### Records for processing

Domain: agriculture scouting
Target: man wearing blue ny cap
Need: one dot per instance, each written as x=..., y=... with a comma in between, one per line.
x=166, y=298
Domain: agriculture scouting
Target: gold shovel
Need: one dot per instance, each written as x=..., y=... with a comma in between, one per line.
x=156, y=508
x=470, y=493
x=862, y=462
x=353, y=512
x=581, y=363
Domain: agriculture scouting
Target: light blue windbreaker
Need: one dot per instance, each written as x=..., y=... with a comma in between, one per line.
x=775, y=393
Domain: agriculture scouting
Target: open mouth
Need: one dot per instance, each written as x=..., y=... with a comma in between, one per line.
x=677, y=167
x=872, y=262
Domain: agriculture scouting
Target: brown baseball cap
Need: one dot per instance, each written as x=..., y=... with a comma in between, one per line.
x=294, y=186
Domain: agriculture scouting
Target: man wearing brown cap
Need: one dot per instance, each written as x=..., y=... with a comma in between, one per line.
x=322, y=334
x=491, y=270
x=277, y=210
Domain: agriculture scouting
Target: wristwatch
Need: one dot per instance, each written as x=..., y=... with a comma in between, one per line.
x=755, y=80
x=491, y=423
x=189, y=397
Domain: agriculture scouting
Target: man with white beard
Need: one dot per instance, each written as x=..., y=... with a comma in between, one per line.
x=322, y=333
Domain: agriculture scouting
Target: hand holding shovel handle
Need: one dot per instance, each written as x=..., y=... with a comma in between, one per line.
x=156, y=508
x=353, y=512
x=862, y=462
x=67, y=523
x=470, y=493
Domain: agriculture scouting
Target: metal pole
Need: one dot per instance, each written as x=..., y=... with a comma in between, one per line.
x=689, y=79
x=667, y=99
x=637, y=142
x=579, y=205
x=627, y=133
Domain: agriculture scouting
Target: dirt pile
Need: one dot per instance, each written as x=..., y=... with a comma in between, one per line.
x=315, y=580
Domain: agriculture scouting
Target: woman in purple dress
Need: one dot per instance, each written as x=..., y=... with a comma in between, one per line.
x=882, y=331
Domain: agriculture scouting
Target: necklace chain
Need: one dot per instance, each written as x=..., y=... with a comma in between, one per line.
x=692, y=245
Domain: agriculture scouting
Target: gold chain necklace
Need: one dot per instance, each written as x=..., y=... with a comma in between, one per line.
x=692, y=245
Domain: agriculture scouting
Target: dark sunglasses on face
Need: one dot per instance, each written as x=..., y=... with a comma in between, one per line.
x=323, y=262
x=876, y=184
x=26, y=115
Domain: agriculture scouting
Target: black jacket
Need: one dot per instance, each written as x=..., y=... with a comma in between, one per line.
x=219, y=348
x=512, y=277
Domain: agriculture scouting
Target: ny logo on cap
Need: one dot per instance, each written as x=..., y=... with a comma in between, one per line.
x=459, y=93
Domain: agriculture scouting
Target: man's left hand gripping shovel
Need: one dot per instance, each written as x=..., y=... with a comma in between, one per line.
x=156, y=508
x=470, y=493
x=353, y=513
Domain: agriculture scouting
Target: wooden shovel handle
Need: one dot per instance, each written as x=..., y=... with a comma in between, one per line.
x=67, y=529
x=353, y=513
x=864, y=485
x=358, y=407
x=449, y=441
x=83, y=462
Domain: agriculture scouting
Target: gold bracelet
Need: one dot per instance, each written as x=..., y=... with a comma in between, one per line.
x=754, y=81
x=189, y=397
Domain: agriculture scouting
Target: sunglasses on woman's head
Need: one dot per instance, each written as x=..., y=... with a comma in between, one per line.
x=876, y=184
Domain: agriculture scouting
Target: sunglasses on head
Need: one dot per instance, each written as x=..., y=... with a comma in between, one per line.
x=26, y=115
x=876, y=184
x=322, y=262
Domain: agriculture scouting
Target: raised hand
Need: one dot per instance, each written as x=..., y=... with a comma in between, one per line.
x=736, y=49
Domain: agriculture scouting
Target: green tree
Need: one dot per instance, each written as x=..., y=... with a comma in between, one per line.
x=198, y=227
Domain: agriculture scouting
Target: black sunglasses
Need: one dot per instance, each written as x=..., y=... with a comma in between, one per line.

### Problem statement
A line belongs in the answer if it contains the word "chain"; copy every such line from the data above.

### Exercise answer
Target: necklace chain
Target: gold chain necklace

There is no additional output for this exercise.